WHAT IS EXPECTED
Reproduce the rows from the first row through the row containing "31,15 -> 46,48", inclusive, and only those, multiplying each bounding-box coordinate in the answers by 1.35 and rounding to whole numbers, with halves rounded up. Leave all other text and numbers unchanged, including the sample coordinates.

GIVEN RECORDS
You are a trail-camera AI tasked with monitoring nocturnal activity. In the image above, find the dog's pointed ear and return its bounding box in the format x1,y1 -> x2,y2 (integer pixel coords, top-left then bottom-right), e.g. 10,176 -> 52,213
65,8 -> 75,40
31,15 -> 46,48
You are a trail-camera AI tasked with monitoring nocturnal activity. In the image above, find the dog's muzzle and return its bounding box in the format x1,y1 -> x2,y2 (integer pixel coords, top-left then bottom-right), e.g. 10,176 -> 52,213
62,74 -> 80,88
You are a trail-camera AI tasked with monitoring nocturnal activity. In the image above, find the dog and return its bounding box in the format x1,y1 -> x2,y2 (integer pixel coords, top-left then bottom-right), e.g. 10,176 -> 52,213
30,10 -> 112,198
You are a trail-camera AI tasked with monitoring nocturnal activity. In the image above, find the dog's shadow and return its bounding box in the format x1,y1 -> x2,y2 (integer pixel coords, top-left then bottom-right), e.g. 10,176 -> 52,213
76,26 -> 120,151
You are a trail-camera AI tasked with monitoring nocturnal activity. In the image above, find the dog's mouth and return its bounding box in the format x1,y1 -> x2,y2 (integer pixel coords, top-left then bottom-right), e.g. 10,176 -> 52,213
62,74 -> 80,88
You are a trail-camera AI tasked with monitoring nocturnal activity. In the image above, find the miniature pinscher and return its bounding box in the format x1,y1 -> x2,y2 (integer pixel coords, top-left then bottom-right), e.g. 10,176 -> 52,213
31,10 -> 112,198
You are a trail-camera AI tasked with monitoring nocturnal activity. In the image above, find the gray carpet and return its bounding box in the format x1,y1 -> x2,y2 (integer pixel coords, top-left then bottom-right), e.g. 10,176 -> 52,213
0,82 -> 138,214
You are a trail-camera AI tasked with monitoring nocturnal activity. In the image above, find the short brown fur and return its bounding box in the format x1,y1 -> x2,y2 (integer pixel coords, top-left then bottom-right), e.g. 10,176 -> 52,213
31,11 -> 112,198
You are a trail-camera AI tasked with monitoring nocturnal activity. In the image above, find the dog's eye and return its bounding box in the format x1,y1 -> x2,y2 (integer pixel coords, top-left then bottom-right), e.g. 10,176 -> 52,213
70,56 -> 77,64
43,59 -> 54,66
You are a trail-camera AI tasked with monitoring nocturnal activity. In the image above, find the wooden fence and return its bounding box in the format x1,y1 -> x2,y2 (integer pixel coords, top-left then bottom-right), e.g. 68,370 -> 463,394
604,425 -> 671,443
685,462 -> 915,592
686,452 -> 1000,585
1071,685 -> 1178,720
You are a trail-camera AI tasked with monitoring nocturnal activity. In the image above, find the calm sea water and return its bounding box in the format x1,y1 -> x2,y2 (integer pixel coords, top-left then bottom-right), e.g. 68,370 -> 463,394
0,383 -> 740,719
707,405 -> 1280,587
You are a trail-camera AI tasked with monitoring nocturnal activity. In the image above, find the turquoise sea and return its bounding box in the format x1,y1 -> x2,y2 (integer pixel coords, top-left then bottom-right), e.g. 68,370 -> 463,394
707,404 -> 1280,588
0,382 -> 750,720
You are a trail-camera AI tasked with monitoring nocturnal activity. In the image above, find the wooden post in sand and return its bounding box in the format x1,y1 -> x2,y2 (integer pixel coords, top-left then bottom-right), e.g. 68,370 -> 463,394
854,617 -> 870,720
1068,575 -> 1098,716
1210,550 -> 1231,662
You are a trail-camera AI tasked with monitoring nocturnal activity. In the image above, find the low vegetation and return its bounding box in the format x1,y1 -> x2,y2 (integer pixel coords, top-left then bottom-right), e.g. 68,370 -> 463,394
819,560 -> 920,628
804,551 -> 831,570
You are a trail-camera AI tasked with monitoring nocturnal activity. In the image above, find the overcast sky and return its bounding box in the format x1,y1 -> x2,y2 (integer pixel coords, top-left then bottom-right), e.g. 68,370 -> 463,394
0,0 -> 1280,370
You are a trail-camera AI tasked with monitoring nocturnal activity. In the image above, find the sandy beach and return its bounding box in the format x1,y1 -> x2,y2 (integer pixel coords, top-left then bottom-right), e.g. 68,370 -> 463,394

SOLUTION FOR THIS PROBLEM
You are a trail-camera AI tasked with monitoring nocturnal activity. In the image above, find the dog's pointed ear and return its bounding box in the format x1,y1 -> x2,y2 (integer pixel coords, top-left then bottom-right), e.g. 10,176 -> 52,213
88,11 -> 101,54
42,20 -> 62,65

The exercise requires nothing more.